Task
Lay out the rows from the line with "[locate] the boulder in" up to and including the line with "x=704, y=22" as a two-column CSV with the columns text and answer, giving each row one line. Put each field in quotation marks and replace its line breaks with spaces.

^^^^

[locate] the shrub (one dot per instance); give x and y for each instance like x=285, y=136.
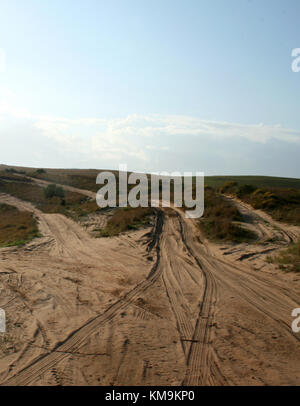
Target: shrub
x=53, y=190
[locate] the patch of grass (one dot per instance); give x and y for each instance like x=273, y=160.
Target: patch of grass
x=125, y=219
x=16, y=227
x=219, y=220
x=71, y=202
x=288, y=259
x=283, y=204
x=257, y=181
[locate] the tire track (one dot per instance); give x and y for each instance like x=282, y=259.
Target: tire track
x=77, y=338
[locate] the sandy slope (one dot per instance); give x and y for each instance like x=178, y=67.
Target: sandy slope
x=154, y=307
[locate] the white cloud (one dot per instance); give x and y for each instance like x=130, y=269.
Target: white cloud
x=2, y=60
x=142, y=141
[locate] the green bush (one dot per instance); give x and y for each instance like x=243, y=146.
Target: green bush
x=53, y=190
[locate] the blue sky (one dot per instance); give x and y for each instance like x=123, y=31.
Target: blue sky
x=159, y=85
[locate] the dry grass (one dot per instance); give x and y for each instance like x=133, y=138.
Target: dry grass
x=288, y=259
x=72, y=205
x=16, y=227
x=219, y=220
x=281, y=203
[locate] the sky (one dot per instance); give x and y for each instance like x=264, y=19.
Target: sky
x=160, y=85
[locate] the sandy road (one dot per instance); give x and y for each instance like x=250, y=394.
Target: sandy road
x=164, y=307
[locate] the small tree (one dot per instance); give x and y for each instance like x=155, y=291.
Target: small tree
x=53, y=190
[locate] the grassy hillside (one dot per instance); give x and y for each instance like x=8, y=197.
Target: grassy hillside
x=16, y=227
x=258, y=181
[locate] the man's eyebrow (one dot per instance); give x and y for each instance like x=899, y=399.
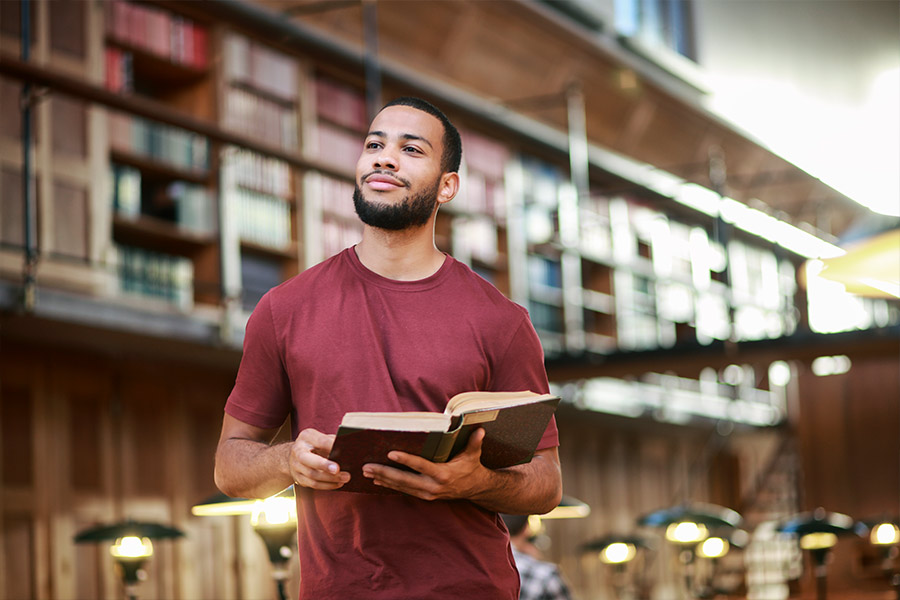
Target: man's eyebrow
x=405, y=136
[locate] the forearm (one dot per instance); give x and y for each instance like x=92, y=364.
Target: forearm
x=532, y=488
x=252, y=469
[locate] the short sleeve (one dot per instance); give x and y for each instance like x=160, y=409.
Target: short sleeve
x=261, y=395
x=522, y=368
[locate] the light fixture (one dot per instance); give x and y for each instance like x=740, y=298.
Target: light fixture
x=688, y=526
x=131, y=547
x=818, y=532
x=686, y=532
x=274, y=519
x=617, y=551
x=568, y=508
x=884, y=534
x=713, y=547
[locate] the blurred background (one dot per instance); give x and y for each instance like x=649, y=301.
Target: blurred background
x=696, y=200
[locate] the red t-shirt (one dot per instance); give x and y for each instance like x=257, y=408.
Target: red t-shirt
x=339, y=338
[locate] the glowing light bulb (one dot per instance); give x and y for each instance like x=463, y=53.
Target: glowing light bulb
x=618, y=553
x=131, y=546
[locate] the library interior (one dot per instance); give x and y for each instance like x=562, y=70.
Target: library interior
x=719, y=313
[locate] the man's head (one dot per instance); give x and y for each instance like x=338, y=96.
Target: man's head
x=452, y=154
x=407, y=167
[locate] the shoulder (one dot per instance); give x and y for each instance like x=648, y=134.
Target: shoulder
x=483, y=292
x=308, y=281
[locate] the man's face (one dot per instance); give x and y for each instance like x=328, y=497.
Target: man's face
x=398, y=175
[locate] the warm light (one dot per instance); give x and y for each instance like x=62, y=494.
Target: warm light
x=131, y=546
x=618, y=553
x=224, y=509
x=885, y=534
x=686, y=532
x=714, y=547
x=277, y=510
x=818, y=540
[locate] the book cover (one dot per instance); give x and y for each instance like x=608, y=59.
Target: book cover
x=514, y=423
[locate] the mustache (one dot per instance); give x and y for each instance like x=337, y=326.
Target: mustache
x=384, y=173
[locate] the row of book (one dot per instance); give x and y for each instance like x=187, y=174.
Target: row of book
x=119, y=71
x=157, y=31
x=262, y=219
x=338, y=147
x=165, y=144
x=156, y=275
x=260, y=118
x=193, y=206
x=476, y=238
x=260, y=67
x=257, y=172
x=481, y=195
x=341, y=104
x=258, y=275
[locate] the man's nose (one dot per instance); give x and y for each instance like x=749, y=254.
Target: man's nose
x=386, y=159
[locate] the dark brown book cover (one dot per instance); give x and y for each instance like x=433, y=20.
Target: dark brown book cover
x=512, y=435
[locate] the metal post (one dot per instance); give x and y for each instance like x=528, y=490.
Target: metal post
x=370, y=60
x=28, y=298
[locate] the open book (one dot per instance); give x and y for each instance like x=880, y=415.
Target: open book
x=514, y=423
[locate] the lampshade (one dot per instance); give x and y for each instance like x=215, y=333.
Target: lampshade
x=616, y=549
x=870, y=267
x=818, y=530
x=125, y=529
x=569, y=508
x=707, y=515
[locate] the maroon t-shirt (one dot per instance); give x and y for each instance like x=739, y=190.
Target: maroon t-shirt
x=340, y=338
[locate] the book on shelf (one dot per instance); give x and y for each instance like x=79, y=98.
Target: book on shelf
x=156, y=31
x=514, y=423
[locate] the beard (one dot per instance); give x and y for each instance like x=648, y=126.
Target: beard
x=413, y=211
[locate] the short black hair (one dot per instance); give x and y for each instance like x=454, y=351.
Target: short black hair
x=452, y=155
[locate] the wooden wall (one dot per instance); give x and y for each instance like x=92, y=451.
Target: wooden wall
x=90, y=439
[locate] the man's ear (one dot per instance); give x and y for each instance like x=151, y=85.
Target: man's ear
x=448, y=188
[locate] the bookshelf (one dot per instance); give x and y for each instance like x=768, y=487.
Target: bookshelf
x=340, y=124
x=161, y=185
x=260, y=99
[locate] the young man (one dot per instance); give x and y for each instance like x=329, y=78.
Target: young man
x=390, y=324
x=540, y=580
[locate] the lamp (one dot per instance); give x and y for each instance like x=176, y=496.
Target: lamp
x=568, y=508
x=274, y=519
x=131, y=547
x=818, y=532
x=698, y=529
x=884, y=534
x=617, y=551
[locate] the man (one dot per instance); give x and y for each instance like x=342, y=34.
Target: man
x=541, y=580
x=390, y=324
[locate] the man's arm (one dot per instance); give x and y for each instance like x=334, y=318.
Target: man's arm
x=249, y=466
x=532, y=488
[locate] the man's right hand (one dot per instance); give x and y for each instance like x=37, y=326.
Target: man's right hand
x=309, y=464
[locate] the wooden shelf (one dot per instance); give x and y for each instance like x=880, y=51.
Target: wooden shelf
x=146, y=64
x=155, y=169
x=289, y=252
x=159, y=235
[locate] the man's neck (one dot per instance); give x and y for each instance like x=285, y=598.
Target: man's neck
x=407, y=255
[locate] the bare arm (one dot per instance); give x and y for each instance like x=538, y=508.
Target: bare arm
x=532, y=488
x=249, y=466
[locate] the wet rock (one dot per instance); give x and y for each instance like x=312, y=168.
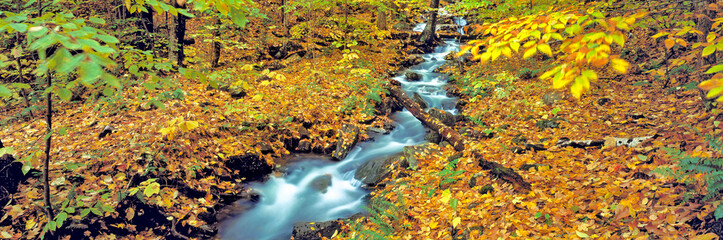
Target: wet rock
x=433, y=137
x=315, y=230
x=411, y=60
x=249, y=166
x=413, y=76
x=304, y=146
x=374, y=171
x=304, y=133
x=410, y=153
x=548, y=123
x=444, y=116
x=347, y=137
x=603, y=101
x=486, y=189
x=265, y=147
x=321, y=183
x=419, y=100
x=536, y=166
x=551, y=98
x=387, y=105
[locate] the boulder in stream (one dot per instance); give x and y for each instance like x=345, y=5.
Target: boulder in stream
x=321, y=183
x=410, y=153
x=443, y=116
x=419, y=100
x=347, y=137
x=374, y=171
x=248, y=166
x=315, y=230
x=413, y=76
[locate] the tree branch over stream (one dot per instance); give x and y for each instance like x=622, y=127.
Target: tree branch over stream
x=456, y=140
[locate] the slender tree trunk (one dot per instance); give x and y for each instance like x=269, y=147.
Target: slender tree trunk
x=177, y=32
x=382, y=19
x=427, y=37
x=704, y=23
x=216, y=55
x=46, y=163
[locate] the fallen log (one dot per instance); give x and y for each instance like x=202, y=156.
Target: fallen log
x=415, y=35
x=456, y=140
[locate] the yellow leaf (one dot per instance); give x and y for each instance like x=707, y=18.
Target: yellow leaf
x=530, y=52
x=515, y=46
x=188, y=125
x=446, y=195
x=507, y=52
x=433, y=225
x=456, y=221
x=29, y=224
x=660, y=34
x=669, y=43
x=620, y=65
x=714, y=92
x=168, y=132
x=544, y=48
x=707, y=85
x=707, y=236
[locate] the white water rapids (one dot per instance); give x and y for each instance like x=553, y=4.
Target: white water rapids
x=291, y=198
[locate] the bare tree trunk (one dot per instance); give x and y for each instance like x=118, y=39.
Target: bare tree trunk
x=216, y=44
x=382, y=19
x=46, y=163
x=177, y=32
x=427, y=37
x=704, y=22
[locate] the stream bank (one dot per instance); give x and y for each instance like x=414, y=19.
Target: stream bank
x=315, y=190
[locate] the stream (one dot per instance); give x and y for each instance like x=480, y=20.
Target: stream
x=293, y=198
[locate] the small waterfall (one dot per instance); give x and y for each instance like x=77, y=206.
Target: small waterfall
x=293, y=198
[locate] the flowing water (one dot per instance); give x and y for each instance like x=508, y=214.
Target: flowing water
x=293, y=198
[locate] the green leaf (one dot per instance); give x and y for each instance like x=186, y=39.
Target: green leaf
x=97, y=20
x=52, y=225
x=64, y=94
x=26, y=167
x=61, y=218
x=108, y=39
x=20, y=27
x=21, y=85
x=5, y=92
x=718, y=212
x=112, y=80
x=708, y=50
x=715, y=69
x=84, y=212
x=90, y=72
x=63, y=131
x=151, y=189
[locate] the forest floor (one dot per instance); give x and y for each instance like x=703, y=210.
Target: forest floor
x=175, y=157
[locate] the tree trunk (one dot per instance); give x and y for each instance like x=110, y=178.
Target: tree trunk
x=177, y=32
x=427, y=37
x=382, y=19
x=458, y=141
x=216, y=44
x=46, y=163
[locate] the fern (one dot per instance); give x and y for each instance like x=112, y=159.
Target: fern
x=689, y=165
x=384, y=214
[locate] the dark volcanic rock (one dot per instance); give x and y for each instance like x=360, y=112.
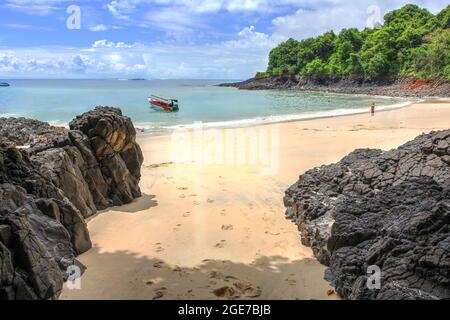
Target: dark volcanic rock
x=47, y=190
x=386, y=209
x=403, y=87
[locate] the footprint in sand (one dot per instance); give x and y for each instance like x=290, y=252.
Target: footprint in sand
x=158, y=264
x=158, y=248
x=220, y=244
x=226, y=293
x=227, y=227
x=291, y=282
x=239, y=288
x=159, y=293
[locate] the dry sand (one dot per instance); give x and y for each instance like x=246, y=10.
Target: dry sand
x=208, y=231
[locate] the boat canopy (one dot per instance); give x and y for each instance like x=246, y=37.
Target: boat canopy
x=164, y=98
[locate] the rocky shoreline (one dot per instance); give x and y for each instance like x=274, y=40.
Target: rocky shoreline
x=51, y=179
x=386, y=211
x=406, y=87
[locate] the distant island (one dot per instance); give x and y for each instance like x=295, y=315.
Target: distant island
x=409, y=55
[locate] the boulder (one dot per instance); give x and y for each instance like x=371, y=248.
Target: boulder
x=389, y=210
x=50, y=187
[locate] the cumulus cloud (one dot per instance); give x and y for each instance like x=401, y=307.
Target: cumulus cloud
x=326, y=15
x=233, y=59
x=34, y=7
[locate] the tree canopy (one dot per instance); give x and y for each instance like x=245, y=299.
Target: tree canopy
x=412, y=42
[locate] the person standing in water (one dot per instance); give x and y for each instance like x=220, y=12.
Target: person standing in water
x=372, y=109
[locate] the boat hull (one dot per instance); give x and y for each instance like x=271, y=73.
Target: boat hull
x=159, y=105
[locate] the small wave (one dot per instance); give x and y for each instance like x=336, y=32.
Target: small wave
x=269, y=119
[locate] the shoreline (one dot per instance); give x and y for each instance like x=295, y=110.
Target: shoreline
x=202, y=231
x=252, y=122
x=400, y=87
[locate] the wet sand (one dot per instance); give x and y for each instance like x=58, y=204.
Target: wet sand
x=217, y=230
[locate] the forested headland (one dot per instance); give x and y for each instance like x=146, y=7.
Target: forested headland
x=411, y=47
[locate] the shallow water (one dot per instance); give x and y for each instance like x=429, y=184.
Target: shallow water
x=58, y=101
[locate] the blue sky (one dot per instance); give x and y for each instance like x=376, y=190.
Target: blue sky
x=216, y=39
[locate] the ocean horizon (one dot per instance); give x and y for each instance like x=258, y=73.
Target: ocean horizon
x=201, y=101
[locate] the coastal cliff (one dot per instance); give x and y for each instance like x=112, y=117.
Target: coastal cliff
x=385, y=209
x=50, y=186
x=403, y=87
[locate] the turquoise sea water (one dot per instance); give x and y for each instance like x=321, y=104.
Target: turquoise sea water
x=58, y=101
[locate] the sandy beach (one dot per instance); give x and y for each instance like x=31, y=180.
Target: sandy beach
x=207, y=230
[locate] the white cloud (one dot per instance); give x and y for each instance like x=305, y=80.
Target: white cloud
x=98, y=28
x=238, y=58
x=34, y=7
x=26, y=27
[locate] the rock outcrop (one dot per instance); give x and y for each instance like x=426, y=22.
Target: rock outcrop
x=402, y=87
x=388, y=210
x=50, y=187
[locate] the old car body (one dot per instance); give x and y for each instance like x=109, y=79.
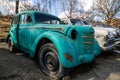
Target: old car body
x=41, y=34
x=107, y=37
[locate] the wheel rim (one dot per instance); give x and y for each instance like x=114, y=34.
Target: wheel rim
x=51, y=61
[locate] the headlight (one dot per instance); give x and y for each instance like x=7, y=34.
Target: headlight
x=73, y=34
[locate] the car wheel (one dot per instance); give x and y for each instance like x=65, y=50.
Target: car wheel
x=11, y=46
x=49, y=62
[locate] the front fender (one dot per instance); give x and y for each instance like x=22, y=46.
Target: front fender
x=63, y=46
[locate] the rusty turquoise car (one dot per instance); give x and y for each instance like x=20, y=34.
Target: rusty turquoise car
x=57, y=47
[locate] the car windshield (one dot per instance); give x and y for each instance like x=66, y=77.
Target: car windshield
x=76, y=22
x=46, y=19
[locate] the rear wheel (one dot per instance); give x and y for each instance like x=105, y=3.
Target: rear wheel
x=49, y=61
x=11, y=46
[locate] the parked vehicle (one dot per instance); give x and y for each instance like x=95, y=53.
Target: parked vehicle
x=57, y=47
x=107, y=37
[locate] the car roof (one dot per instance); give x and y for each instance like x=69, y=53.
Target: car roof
x=32, y=11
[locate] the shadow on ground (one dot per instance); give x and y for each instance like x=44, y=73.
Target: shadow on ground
x=13, y=67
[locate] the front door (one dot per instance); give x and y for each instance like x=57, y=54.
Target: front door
x=14, y=30
x=25, y=27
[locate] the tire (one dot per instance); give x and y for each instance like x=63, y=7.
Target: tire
x=49, y=62
x=11, y=47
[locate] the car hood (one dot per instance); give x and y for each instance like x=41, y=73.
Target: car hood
x=61, y=27
x=105, y=29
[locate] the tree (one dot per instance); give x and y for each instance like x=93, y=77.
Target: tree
x=107, y=9
x=17, y=6
x=69, y=7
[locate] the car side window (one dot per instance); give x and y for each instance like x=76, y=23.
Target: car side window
x=15, y=20
x=26, y=19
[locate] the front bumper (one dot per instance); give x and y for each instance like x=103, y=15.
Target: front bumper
x=113, y=46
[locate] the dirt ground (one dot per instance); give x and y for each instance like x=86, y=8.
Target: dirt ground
x=13, y=67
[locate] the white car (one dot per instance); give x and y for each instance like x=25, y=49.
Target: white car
x=107, y=37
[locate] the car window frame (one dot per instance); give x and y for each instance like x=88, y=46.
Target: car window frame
x=26, y=23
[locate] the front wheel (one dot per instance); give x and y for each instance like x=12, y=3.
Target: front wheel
x=49, y=62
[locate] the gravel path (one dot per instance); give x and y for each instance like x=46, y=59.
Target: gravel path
x=13, y=67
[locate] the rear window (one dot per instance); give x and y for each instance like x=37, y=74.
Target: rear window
x=46, y=19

^^^^

Correct response
text,answer
"[locate] the boulder in stream (one dot per instance); give x and y for each instance like x=345, y=5. Target: boulder in stream","x=321, y=183 x=410, y=153 x=443, y=116 x=419, y=100 x=347, y=137 x=374, y=171 x=248, y=166 x=315, y=230 x=413, y=76"
"[locate] the tree branch over stream (one dot per instance); give x and y for each instance like x=622, y=127. Target: tree branch over stream","x=456, y=140"
"[locate] the slender tree trunk (one dot per instance); give x and y for each instance like x=269, y=147. Target: slender tree trunk","x=177, y=32 x=382, y=19 x=427, y=37 x=704, y=23 x=216, y=55 x=46, y=163"
"[locate] the fallen log (one dot per instance); give x and y for each instance like x=202, y=156. Target: fallen log","x=415, y=35 x=456, y=140"
"[locate] the yellow leaf (one dot per instance); give x and y for each instance like x=707, y=18. Target: yellow leaf","x=530, y=52 x=515, y=46 x=188, y=125 x=446, y=195 x=507, y=52 x=433, y=225 x=456, y=221 x=29, y=224 x=660, y=34 x=669, y=43 x=620, y=65 x=714, y=92 x=168, y=132 x=544, y=48 x=707, y=85 x=707, y=236"
"[locate] the white water rapids (one dot per instance); give x and y for each instance like x=553, y=4. Target: white water rapids","x=291, y=198"
"[locate] the bare tree trunk (one dot per instance); give x and y for each instance like x=118, y=39. Target: bare tree trunk","x=216, y=44 x=382, y=19 x=46, y=163 x=177, y=32 x=427, y=37 x=704, y=22"